*About this exercise*
The data must be written out once more, precisely as given.

*Raw data*
▽

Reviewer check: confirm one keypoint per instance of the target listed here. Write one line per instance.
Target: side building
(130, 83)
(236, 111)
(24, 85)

△

*Worked solution*
Reviewer check: confirm one keypoint per instance of the target listed here. Write one line per instance.
Target: side building
(130, 83)
(236, 111)
(24, 85)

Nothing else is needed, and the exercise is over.